** Start of Task material **
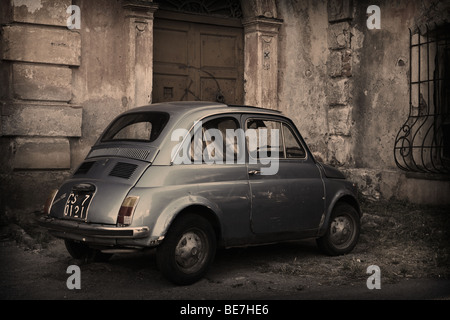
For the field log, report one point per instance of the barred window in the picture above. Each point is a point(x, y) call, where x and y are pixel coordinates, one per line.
point(423, 142)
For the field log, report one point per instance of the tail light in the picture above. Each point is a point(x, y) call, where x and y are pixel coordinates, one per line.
point(126, 211)
point(49, 202)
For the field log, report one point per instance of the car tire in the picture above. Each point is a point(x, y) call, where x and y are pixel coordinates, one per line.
point(81, 251)
point(342, 232)
point(188, 250)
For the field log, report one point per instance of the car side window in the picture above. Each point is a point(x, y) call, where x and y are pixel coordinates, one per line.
point(294, 149)
point(213, 145)
point(264, 138)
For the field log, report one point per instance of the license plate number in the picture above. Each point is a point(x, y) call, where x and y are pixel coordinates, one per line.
point(77, 205)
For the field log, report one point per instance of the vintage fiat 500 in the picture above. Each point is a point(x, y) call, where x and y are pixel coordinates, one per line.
point(187, 177)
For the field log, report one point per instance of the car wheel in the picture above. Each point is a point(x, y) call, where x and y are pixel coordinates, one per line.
point(81, 251)
point(342, 232)
point(187, 250)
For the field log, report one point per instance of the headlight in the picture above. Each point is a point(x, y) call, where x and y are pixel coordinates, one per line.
point(126, 211)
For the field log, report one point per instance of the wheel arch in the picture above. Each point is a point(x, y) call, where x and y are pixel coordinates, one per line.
point(338, 199)
point(188, 205)
point(206, 213)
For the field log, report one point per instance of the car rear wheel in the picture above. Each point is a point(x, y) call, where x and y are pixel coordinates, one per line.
point(81, 251)
point(188, 250)
point(343, 231)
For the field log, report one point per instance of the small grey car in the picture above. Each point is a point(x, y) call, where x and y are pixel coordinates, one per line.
point(188, 177)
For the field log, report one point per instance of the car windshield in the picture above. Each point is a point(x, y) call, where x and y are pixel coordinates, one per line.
point(144, 126)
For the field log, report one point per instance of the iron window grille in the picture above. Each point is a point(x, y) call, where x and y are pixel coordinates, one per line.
point(423, 142)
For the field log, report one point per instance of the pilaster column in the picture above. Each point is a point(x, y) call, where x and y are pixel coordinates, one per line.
point(261, 62)
point(139, 35)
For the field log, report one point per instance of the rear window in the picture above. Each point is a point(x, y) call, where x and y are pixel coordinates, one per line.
point(145, 126)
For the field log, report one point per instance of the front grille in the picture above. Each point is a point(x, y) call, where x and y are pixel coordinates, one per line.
point(84, 168)
point(123, 170)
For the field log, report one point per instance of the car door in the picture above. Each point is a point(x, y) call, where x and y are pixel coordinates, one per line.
point(290, 196)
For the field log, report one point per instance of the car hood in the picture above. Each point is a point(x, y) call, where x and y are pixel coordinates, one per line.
point(111, 179)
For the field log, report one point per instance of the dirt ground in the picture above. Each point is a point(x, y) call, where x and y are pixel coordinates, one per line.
point(409, 243)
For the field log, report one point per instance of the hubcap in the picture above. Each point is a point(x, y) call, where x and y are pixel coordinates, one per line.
point(191, 251)
point(342, 231)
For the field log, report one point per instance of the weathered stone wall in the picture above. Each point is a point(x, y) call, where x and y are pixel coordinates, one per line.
point(346, 87)
point(38, 56)
point(60, 87)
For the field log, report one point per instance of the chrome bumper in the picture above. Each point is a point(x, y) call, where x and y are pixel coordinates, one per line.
point(82, 229)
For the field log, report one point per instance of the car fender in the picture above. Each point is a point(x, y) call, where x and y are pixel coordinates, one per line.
point(174, 208)
point(343, 195)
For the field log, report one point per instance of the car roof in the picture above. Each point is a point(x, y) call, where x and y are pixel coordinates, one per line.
point(200, 107)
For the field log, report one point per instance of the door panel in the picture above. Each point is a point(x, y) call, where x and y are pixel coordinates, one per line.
point(291, 198)
point(289, 201)
point(195, 61)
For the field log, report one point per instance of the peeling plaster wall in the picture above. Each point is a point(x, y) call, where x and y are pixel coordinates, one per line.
point(99, 84)
point(380, 81)
point(347, 88)
point(303, 70)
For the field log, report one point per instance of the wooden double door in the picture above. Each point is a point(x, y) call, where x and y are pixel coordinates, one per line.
point(197, 61)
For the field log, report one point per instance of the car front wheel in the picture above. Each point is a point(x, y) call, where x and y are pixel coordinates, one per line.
point(343, 231)
point(188, 250)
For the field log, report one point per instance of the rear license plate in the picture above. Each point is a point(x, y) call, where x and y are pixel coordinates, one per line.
point(77, 204)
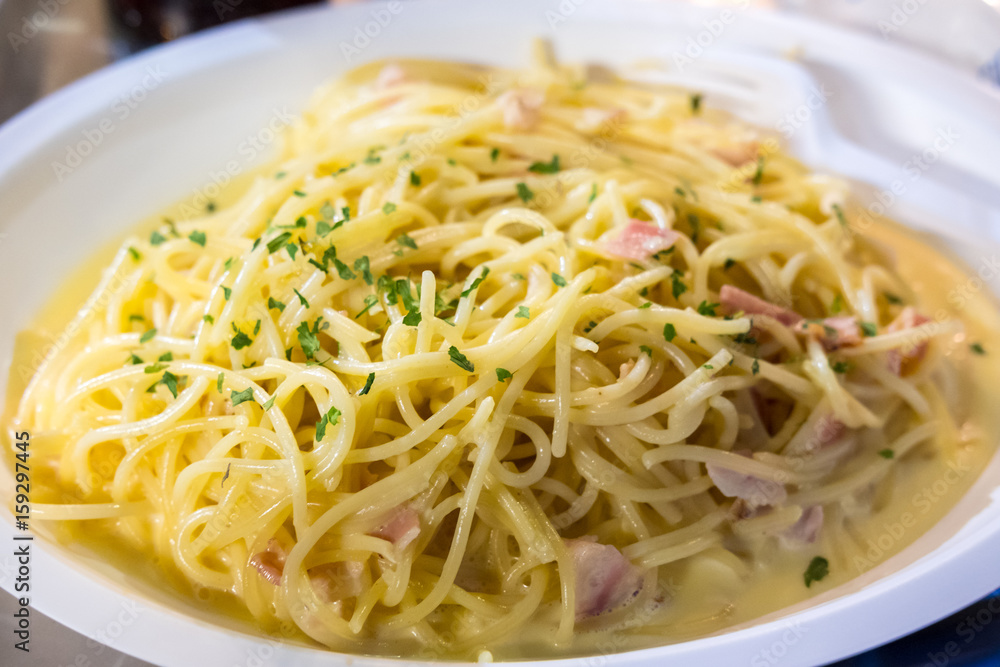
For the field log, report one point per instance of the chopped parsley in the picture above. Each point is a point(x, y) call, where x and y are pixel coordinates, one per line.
point(406, 241)
point(278, 242)
point(707, 309)
point(368, 384)
point(245, 396)
point(818, 568)
point(169, 380)
point(240, 339)
point(460, 359)
point(309, 338)
point(551, 167)
point(329, 419)
point(363, 265)
point(524, 192)
point(477, 282)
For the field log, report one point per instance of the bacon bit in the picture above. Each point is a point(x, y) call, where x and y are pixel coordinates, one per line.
point(904, 361)
point(637, 240)
point(754, 491)
point(521, 108)
point(401, 527)
point(735, 300)
point(336, 581)
point(595, 118)
point(736, 154)
point(391, 75)
point(270, 562)
point(806, 530)
point(605, 579)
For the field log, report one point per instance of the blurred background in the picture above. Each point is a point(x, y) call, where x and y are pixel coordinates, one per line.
point(51, 43)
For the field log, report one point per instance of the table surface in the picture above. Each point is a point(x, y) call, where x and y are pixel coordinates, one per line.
point(78, 38)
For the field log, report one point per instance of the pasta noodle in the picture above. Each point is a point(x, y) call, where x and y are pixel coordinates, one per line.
point(491, 360)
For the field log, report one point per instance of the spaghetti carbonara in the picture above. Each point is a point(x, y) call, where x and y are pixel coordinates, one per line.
point(500, 362)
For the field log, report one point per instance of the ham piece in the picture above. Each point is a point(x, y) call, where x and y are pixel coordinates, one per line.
point(605, 579)
point(637, 240)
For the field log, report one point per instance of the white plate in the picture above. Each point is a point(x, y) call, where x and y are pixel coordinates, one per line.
point(152, 129)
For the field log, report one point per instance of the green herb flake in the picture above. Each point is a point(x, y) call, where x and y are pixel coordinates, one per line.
** End of Task material **
▶ The problem
Render only the lines of the records starting at the line that contains "of the chopped" and ending at the line that contains "point(152, 129)" as a numbered list, leaving out any blank lines.

▶ Solution to this task
1. For the field log, report one point per instance of the chopped parsley in the picture above. Each point is a point(x, y) call, where x and y are pixel coordinates, one per line.
2. point(406, 241)
3. point(278, 242)
4. point(707, 309)
5. point(368, 384)
6. point(245, 396)
7. point(818, 568)
8. point(169, 380)
9. point(240, 339)
10. point(460, 359)
11. point(309, 338)
12. point(551, 167)
13. point(329, 419)
14. point(363, 265)
15. point(524, 192)
16. point(477, 282)
17. For the field log, report one point per instance of the bacon bit in the picture above. Each point is a point(x, y) call, where x and y are pixel coordinates, one per line.
18. point(904, 361)
19. point(637, 240)
20. point(754, 491)
21. point(521, 108)
22. point(401, 527)
23. point(735, 300)
24. point(336, 581)
25. point(595, 118)
26. point(736, 154)
27. point(391, 75)
28. point(270, 562)
29. point(806, 530)
30. point(605, 579)
31. For the field log, report one point per instance of the blurred background in the picture above. Each point is a point(x, y) call, where x and y are pixel coordinates, one per line.
32. point(51, 43)
33. For the field log, report one point per instance of the table surface in the picture above. Each point is a point(x, y) call, where x and y are pixel coordinates, one per line.
34. point(78, 38)
35. For the field log, report one point per instance of the pasta noodle in the picture above. Each point is a point(x, y) call, where x and y are pixel coordinates, one per line.
36. point(491, 360)
37. For the field log, report one point per instance of the spaghetti carbonara in the picture above. Each point is a point(x, y) call, where x and y are pixel coordinates, one per line.
38. point(500, 362)
39. For the field log, report one point per instance of the ham piece in the picture above. Each point is a point(x, y) call, where x and y are pixel coordinates, one per line.
40. point(605, 579)
41. point(637, 240)
42. For the field log, report one point per instance of the white plate in the picture above. Each point is a point(x, y) call, where x and y are pixel coordinates, one per line.
43. point(152, 129)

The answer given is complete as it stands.